══ DOCUMENTO
321- Viajar al pasado en Kengtung | MYANMAR

(viene de EL MYANMAR QUE NADIE VISITA: LA FRONTERA DE TACHILEIK)

Si en Bangkok me sentí parte de un futuro de plástico y oriental, apenas cruzamos la frontera de Tailandia hacia Myanmar por el paso Mae Sai-Tachileik, sentí que estaba haciendo un viaje al pasado.

Habíamos decidido intentar unir el este y el oeste de Myanmar por las rutas del opio entre Kengtung (o Chengtung, depende dónde lo veas y quién lo diga) y Taungyii, con la confianza de que el país se estaba abriendo y la confirmación de la embajada en Bangkok y Chiang Mai de que los extranjeros ya no necesitábamos permisos especiales para circular por la región. Era sospechoso no haber encontrado en Internet ninguna historia sobre las rutas del opio en esta parte de Myanmar, más allá de los tours organizados para ver las tribus de las colinas con alguna agencia de viajes local que ponía los precios en dólares. Era un objetivo arriesgado pero tentador. Podíamos ser de los primeros extranjeros en muchas décadas en tomar esa ruta, pero también existía el riesgo de quedar atrapados allí: no siempre lo que te dicen se corresponde con la realidad. ¿Cuán rápido estaría avanzando Myanmar después de tantos años de opresión y gobiernos militares?

Solo tuvimos que cruzar el arroyo contaminado y nauseabundo que hace de frontera entre Tailandia y Myanmar para llegar a otra época, a un momento más gris, analógico y de paredes viejas. Antes de continuar debo decir que me gusta encontrarme con lugares detenidos en el tiempo, donde la comodidad sea un lujo y la comunicación un desafío constante. El este de Myanmar era eso y mucho más.
════
══ EXTRACTOS DE REGISTROS
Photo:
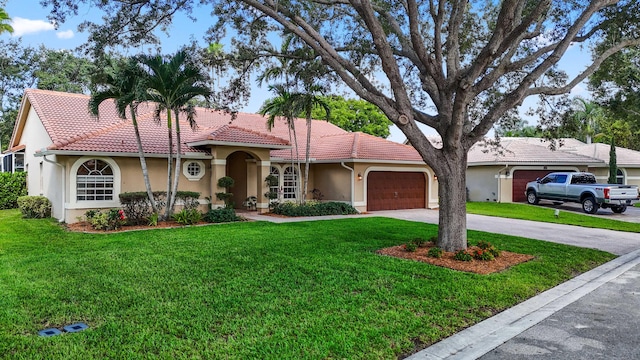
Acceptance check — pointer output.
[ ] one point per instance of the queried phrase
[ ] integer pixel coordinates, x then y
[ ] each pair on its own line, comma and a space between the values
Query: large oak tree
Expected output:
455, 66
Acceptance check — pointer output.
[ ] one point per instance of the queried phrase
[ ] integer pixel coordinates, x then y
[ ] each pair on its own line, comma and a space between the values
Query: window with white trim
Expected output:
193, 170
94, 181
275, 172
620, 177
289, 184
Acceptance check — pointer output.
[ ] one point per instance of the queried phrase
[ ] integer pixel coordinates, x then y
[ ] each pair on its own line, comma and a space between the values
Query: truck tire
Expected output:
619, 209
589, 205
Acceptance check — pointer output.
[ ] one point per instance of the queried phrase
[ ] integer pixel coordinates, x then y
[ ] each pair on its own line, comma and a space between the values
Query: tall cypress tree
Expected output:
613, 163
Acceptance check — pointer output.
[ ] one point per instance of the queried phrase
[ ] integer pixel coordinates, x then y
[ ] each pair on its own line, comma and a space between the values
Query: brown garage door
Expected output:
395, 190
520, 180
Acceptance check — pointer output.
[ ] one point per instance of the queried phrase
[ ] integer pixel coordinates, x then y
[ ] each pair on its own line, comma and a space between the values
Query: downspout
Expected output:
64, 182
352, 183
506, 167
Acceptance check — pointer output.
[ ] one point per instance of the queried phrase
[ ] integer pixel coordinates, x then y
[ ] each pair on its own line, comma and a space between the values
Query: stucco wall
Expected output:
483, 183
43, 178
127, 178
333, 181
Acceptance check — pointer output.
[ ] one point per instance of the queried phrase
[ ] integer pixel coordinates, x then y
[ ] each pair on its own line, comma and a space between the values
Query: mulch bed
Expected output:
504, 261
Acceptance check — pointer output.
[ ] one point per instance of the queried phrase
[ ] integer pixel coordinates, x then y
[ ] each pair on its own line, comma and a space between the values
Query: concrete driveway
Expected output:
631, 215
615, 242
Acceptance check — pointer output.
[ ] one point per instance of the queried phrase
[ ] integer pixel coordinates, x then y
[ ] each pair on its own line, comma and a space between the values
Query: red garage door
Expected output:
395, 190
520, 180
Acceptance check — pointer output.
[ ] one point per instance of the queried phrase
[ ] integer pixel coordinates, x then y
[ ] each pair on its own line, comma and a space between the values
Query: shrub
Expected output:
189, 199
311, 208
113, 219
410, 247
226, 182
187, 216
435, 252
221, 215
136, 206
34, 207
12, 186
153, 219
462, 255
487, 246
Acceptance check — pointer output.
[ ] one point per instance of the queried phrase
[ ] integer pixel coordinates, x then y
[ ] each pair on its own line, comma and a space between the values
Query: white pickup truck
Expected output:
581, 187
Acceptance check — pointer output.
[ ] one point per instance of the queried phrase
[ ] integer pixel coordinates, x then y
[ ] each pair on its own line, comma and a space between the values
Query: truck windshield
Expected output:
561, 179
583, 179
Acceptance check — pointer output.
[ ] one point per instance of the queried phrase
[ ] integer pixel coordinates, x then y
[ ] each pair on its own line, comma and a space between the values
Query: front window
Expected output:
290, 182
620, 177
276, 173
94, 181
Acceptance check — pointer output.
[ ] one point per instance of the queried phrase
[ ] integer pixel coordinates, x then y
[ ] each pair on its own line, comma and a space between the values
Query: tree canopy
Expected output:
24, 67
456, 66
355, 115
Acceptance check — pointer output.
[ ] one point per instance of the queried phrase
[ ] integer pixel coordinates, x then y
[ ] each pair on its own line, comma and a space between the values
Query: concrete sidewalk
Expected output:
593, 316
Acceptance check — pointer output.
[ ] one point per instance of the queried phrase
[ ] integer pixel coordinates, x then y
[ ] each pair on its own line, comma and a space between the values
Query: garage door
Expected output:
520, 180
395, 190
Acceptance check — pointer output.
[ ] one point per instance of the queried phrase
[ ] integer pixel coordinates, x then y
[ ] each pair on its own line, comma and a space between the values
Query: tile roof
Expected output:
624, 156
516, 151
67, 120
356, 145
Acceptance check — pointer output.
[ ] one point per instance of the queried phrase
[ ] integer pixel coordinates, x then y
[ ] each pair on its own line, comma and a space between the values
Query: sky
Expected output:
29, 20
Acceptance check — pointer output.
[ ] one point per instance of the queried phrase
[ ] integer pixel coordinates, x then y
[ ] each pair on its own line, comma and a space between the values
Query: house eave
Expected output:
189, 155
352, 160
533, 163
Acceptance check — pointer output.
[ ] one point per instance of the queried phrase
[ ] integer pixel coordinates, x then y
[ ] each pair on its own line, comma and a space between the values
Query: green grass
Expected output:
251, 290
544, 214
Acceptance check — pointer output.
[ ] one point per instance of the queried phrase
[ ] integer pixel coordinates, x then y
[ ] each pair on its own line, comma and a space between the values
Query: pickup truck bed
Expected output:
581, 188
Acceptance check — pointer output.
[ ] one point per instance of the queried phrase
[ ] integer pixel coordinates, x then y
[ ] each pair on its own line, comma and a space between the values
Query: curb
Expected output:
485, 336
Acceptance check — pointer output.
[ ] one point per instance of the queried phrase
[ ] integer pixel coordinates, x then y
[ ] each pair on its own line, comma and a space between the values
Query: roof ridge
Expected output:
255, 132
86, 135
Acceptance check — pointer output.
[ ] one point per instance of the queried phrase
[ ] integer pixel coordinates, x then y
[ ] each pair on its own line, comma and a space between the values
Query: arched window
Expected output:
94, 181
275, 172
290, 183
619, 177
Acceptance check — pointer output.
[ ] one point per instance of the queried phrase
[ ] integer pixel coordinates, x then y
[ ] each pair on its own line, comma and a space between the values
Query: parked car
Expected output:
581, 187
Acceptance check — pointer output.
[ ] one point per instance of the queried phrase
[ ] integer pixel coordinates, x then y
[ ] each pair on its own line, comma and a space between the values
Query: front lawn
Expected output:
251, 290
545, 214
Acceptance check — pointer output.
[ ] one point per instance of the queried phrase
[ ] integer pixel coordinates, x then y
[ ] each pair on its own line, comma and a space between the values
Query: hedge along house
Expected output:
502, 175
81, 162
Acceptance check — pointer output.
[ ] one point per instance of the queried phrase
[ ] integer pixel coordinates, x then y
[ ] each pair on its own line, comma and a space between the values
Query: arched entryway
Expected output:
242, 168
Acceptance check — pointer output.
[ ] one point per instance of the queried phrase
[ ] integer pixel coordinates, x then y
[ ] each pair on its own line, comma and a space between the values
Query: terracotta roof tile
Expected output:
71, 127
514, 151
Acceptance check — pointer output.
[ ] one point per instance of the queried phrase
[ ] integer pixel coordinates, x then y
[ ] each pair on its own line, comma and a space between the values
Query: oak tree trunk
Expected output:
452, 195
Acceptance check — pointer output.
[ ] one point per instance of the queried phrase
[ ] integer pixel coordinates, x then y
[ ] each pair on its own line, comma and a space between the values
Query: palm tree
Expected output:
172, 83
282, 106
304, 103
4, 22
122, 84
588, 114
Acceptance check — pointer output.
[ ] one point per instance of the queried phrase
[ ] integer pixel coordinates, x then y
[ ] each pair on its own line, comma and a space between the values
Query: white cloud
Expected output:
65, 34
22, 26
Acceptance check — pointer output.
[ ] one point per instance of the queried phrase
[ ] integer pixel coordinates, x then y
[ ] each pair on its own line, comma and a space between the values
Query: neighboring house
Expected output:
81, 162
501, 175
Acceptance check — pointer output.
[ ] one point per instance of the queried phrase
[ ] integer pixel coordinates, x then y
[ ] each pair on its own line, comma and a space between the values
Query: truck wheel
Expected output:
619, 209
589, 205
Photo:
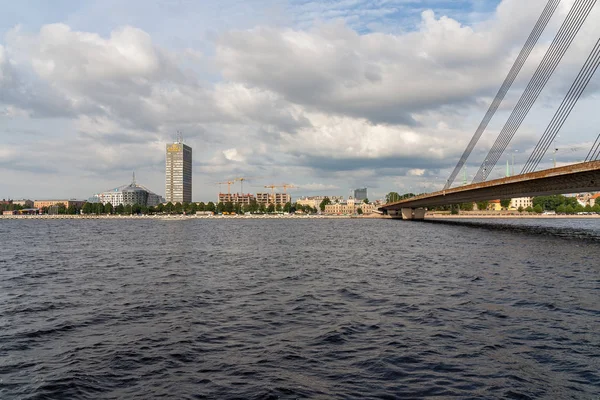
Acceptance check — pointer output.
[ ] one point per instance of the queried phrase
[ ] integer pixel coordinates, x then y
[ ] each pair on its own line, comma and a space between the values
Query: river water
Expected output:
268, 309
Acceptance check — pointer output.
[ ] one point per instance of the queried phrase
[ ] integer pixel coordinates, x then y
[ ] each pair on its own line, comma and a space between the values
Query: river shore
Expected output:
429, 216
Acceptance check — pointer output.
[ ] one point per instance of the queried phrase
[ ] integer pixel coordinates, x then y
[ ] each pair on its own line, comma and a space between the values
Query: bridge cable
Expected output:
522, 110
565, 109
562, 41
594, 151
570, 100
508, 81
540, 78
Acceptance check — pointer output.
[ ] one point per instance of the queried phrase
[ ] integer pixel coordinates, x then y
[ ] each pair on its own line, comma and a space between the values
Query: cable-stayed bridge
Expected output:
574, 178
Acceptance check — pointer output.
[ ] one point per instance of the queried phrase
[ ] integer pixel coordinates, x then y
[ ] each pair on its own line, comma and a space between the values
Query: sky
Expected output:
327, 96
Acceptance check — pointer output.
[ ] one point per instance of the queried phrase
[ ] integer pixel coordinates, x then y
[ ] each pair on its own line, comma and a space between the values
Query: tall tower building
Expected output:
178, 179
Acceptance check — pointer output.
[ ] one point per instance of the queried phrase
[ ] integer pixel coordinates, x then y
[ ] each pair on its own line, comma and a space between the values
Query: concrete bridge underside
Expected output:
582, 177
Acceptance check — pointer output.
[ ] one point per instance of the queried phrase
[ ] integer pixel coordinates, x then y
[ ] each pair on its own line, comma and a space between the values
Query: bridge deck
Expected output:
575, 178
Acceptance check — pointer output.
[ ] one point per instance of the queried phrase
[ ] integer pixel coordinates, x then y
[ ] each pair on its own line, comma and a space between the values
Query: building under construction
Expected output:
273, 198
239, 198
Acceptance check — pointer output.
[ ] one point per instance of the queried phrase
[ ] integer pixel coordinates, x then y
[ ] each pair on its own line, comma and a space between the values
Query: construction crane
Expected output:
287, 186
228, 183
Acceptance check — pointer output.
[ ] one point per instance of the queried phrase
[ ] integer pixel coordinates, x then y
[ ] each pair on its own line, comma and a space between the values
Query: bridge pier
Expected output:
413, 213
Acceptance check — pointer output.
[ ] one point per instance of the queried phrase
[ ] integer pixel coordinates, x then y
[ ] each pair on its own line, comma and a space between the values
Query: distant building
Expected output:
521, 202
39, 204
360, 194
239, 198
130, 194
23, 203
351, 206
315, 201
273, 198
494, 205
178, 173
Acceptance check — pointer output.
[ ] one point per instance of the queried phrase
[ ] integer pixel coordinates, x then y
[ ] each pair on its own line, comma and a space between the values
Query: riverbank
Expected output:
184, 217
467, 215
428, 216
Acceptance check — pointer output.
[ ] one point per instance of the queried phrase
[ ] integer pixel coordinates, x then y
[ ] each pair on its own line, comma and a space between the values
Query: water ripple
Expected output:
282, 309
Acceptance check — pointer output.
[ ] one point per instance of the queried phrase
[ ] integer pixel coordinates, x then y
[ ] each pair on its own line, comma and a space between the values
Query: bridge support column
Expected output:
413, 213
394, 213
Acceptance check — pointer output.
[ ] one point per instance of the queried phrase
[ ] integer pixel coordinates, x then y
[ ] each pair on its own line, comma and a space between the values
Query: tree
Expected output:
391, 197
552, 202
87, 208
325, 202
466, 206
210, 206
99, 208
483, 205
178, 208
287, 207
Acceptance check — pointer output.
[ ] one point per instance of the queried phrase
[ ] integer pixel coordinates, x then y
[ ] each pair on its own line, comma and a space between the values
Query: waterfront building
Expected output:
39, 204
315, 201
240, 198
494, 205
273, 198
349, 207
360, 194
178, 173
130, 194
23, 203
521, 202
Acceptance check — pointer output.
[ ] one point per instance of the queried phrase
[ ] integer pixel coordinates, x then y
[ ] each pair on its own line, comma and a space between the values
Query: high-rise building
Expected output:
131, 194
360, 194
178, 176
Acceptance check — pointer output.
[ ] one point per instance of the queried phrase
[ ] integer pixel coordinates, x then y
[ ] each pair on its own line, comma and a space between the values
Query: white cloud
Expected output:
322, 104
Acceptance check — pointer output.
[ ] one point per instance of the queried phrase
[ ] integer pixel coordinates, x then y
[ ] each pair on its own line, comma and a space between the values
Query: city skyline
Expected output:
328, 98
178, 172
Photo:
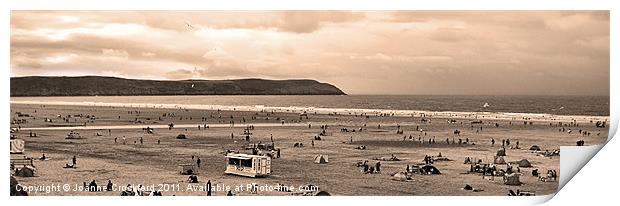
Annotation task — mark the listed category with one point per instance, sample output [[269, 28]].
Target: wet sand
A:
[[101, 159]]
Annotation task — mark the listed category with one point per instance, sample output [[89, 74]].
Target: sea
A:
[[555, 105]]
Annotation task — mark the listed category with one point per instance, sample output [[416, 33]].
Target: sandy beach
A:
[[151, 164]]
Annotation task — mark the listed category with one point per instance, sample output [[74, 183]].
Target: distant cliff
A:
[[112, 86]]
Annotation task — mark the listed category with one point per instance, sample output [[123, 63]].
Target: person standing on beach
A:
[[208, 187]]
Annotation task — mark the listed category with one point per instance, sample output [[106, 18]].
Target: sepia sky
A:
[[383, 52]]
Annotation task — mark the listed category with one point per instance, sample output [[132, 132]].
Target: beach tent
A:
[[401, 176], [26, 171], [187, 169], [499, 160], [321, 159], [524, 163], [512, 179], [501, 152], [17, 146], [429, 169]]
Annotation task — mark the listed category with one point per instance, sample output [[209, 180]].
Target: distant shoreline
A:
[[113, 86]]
════
En el relato sobre Kengtung, cambia "arroyo" por "río" en el fragmento comprendido entre "Solo tuvimos que" y "y mucho más.", ambos incluidos, y escribe ese fragmento.

Solo tuvimos que cruzar el río contaminado y nauseabundo que hace de frontera entre Tailandia y Myanmar para llegar a otra época, a un momento más gris, analógico y de paredes viejas. Antes de continuar debo decir que me gusta encontrarme con lugares detenidos en el tiempo, donde la comodidad sea un lujo y la comunicación un desafío constante. El este de Myanmar era eso y mucho más.